- _Source passage_
Some of my best friends on earth are Igbos. I cannot count them on my fingers and toes. They number more. They are a lovable people. They are industrious. They work like ants. They work round the clock. Each ant trains the other ant from birth, from infancy.

Apprenticeship is a golden rule of thumb amongst the Igbos. You must understudy your senior and seek to surpass them in buying and selling. Every Igbo man knows that there is an anthill to build in the savannah, and every ant works tirelessly towards that idyll.

The Igbos see life as a chess board upon which they must take the best step from the onset of the game. Every pawn and every lord, right up to the king and queen, know they exist because they must build the anthill they found their fathers building.

I could jolly well pass for an Igbo man, and I have often been mistaken for one at Onitsha market, to say nothing of Ariaria market. Take it from me. I have been fascinated by Igbo culture and language from the day I read Eze Goes To School and Things Fall Apart.

You don’t have to ask me before I tell you that Chinua Achebe’s sense of plotting is masterful, and I have every reason to make that point crystal clear every time I read a book written by Achebe, perhaps Nigeria’s most gifted prose stylist. I shudder to think that he is of blessed memory. His voice, his raw opinion on the state of the Nigerian nation, cannot be heard any more.

Whoever reads Things Fall Apart is more than likely to be affected by the story in a personal way. I still feel goose pimples on my skin when I think of Ikemefuna. I was virtually there, in the pages of the book, when Okonkwo hacked him to death along a narrow path in the forest.

Go and read the story again. Not many readers can feel at home, on the other hand, with the turgid prose of Wole Soyinka. Achebe’s contemporary. Feel free to quote me on this. It is unfortunate that Chinua Achebe did not win the Nobel Prize for Literature in his lifetime.


So now you know why I love the Igbos. I have additional respect for Achebe on account of the simple reason that he had the presence of mind to start the Association of Nigerian Authors, the first body of writers in Nigeria. That was in 1981, a year after I passed out of Nembe National Grammar School. I was not even aware of the milestone event at that time, ensconced as I was in my father’s house.

That is a legacy that remains abiding, and I share in that legacy. I have the privilege of being the one writer who followed the example of Chinua Achebe in the brand new state of Bayelsa. I count as the pioneer chairman of the Association of Nigerian Authors, Glory Land chapter.
So, you see, I love the Igbos. My favourite Igbo phrase, the expression I look out for when the news is translated on television is this: “...odina ndoro ndoro ochichi.” Don’t ask me what it means. I took note of it from the days when Chief Jim Nwobodo was Governor of Anambra State.

I will go so far as to say that I count as a Nigerian poet today because I assimilated the poetry of Pol Ndu and Christopher Okigbo. As we speak, I am undertaking a special book project on the poetry of Okigbo entitled “Tiger Mask & Nude Spear.”

Let’s just put it point blank. The Igbos know how to sell themselves. Every Igbo man with a shop to his name has a selling point. Feel free to quote me on that as well. I grew up as a boy in Igboland, before the war, when my father was a classroom teacher at Basden Memorial College, Isulo, somewhere in present-day Anambra State. My immediate younger brother, Fakuma, was born in Isulo. My father was a teacher in Onitsha when the war broke out.

- _Written problem_
Revise the stretch of the passage about the Igbos from "The Igbos see" through "their fathers building.", replacing "chess board" with "draughts board". The records are not needed for this work.

- _Dataset content_
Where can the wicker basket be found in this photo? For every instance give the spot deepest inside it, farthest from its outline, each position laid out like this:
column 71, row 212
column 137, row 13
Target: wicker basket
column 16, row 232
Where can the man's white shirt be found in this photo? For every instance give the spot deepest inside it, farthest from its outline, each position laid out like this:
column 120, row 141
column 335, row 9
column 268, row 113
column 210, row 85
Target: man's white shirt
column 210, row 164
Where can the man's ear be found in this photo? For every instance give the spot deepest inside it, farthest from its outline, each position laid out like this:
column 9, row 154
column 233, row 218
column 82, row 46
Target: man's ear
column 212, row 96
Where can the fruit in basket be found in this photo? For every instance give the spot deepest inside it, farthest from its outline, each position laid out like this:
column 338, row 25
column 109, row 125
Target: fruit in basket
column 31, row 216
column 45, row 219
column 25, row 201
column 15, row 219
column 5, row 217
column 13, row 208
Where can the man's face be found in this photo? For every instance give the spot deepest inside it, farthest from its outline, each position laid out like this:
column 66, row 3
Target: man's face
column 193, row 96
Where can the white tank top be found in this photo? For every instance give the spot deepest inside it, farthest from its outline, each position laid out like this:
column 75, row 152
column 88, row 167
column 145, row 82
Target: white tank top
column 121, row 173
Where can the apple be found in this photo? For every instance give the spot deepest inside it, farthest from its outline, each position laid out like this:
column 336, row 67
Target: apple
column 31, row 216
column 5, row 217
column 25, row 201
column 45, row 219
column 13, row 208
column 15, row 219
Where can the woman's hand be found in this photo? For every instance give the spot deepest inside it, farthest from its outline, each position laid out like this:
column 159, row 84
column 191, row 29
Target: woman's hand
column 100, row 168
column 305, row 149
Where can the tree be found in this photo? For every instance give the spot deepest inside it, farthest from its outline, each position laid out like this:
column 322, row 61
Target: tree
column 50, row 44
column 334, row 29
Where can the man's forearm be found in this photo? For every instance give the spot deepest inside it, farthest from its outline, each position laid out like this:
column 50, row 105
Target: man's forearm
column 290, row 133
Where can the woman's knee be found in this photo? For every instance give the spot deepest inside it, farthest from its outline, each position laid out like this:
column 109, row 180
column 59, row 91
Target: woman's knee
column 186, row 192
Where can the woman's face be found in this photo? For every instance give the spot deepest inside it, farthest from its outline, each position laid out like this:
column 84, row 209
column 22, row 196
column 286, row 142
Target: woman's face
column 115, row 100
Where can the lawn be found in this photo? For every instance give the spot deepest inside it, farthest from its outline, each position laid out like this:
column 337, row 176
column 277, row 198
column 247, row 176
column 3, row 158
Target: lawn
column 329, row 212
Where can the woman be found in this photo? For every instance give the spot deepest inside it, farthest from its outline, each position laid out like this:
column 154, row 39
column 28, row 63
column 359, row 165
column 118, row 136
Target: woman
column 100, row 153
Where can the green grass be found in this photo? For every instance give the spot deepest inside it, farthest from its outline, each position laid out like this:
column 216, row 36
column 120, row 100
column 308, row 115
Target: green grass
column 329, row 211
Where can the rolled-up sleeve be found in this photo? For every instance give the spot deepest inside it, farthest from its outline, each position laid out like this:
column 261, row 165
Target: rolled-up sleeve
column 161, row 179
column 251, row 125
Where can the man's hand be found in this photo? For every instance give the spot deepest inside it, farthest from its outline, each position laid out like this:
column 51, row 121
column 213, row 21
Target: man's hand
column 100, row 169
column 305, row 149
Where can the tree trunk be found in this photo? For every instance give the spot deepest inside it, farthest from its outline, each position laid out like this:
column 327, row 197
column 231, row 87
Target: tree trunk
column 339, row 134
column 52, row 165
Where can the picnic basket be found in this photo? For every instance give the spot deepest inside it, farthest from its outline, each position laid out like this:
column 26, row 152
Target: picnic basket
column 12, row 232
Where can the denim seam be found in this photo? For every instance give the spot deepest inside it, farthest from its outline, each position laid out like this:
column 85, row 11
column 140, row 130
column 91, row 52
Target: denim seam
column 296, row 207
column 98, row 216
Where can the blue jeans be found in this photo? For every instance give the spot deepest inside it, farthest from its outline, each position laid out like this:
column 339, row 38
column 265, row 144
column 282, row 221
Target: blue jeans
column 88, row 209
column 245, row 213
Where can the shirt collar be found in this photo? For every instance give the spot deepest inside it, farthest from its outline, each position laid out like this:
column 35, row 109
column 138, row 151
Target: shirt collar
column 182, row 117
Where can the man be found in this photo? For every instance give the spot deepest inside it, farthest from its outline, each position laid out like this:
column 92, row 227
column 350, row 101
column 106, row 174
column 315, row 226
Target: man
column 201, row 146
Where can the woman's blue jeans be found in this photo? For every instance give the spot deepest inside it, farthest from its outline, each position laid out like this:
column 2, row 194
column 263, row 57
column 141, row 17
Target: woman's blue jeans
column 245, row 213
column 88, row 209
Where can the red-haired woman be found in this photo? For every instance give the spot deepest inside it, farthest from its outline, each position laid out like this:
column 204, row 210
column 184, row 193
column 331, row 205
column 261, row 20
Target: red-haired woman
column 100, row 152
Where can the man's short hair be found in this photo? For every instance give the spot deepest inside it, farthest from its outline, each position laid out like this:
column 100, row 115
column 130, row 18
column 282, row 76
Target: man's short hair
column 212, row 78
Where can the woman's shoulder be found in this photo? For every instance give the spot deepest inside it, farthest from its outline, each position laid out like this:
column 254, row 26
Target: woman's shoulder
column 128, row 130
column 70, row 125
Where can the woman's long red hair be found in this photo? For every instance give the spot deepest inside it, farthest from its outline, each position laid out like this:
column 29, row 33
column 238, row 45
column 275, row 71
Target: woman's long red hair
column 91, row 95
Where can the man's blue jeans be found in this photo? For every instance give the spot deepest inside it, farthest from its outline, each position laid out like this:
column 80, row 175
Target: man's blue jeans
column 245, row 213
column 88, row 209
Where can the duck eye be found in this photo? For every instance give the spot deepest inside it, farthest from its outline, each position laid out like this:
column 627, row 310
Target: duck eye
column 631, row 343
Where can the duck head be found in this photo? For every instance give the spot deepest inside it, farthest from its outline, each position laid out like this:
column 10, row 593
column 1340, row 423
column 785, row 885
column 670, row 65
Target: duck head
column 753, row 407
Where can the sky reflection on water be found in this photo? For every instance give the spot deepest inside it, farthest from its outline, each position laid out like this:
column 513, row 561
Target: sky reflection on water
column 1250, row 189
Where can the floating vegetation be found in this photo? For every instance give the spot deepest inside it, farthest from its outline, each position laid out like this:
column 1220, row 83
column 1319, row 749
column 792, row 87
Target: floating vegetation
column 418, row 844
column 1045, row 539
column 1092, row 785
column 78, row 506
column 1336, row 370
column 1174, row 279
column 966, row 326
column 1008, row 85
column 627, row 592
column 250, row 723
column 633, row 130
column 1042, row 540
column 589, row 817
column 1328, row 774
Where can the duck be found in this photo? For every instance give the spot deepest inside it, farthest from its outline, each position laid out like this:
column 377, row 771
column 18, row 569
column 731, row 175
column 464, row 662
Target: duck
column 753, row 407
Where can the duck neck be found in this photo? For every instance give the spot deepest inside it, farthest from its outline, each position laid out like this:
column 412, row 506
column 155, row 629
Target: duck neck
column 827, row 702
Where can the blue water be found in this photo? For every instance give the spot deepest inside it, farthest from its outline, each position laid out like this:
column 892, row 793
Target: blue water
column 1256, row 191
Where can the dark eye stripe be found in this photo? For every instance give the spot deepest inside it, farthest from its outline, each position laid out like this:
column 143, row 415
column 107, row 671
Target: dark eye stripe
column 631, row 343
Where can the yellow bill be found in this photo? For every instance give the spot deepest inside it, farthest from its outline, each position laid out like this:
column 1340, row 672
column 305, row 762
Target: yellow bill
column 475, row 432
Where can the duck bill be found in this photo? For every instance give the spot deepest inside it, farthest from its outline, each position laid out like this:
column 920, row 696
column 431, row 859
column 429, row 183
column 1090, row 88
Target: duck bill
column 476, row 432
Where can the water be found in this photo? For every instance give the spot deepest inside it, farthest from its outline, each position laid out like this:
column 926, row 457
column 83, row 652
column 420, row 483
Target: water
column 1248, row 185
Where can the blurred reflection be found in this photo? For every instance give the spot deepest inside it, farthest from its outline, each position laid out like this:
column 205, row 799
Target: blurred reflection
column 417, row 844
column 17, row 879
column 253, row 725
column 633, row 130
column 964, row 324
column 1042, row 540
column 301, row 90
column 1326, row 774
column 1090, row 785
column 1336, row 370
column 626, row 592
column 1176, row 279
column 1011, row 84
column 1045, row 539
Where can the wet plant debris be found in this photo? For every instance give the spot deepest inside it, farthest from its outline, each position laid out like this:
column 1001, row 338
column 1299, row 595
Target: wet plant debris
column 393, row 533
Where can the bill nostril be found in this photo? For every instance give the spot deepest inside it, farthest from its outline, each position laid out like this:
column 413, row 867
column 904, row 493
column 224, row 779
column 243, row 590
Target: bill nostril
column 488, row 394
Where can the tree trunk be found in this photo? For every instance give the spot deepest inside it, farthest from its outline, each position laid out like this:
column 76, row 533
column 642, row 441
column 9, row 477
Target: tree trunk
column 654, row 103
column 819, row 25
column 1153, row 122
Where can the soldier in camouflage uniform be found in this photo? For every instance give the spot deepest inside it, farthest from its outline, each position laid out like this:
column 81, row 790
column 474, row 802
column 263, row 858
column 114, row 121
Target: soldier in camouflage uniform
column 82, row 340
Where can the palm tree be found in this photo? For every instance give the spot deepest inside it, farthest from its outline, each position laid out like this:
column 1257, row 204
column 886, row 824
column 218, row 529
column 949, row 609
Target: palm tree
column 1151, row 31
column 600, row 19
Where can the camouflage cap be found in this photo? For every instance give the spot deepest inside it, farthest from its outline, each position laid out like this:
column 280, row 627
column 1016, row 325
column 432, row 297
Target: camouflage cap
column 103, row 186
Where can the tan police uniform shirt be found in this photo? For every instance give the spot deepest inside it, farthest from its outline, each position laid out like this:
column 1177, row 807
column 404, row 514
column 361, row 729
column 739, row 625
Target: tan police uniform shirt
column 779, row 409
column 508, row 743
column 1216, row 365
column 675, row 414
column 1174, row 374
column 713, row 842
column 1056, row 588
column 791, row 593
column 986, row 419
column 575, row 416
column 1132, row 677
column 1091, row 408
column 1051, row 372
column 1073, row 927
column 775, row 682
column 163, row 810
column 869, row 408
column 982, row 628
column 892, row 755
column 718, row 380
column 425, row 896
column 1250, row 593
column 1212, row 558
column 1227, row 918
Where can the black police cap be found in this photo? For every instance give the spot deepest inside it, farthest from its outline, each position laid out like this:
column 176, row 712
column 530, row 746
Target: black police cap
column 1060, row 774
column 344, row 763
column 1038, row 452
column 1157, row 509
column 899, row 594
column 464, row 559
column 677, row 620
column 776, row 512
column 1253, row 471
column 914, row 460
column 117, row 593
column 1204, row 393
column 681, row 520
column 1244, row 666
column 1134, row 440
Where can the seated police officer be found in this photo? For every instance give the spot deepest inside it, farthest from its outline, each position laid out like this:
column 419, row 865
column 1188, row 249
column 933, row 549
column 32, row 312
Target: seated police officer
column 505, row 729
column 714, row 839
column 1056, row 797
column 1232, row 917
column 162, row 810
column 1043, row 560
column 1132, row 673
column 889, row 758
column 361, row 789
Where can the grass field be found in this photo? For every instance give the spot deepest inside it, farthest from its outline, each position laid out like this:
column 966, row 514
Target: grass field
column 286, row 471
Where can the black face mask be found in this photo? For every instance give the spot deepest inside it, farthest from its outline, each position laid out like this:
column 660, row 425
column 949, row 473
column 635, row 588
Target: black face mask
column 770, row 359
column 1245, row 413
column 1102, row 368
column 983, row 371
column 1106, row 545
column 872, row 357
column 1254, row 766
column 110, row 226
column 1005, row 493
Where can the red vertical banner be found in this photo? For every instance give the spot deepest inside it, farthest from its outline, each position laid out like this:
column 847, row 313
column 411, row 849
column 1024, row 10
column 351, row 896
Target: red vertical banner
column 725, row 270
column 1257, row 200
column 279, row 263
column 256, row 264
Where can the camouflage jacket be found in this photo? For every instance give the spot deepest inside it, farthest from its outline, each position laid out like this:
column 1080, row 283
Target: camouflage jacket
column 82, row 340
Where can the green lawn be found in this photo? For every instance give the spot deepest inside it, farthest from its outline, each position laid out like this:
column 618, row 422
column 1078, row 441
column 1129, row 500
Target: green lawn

- _Answer to this problem_
The Igbos see life as a draughts board upon which they must take the best step from the onset of the game. Every pawn and every lord, right up to the king and queen, know they exist because they must build the anthill they found their fathers building.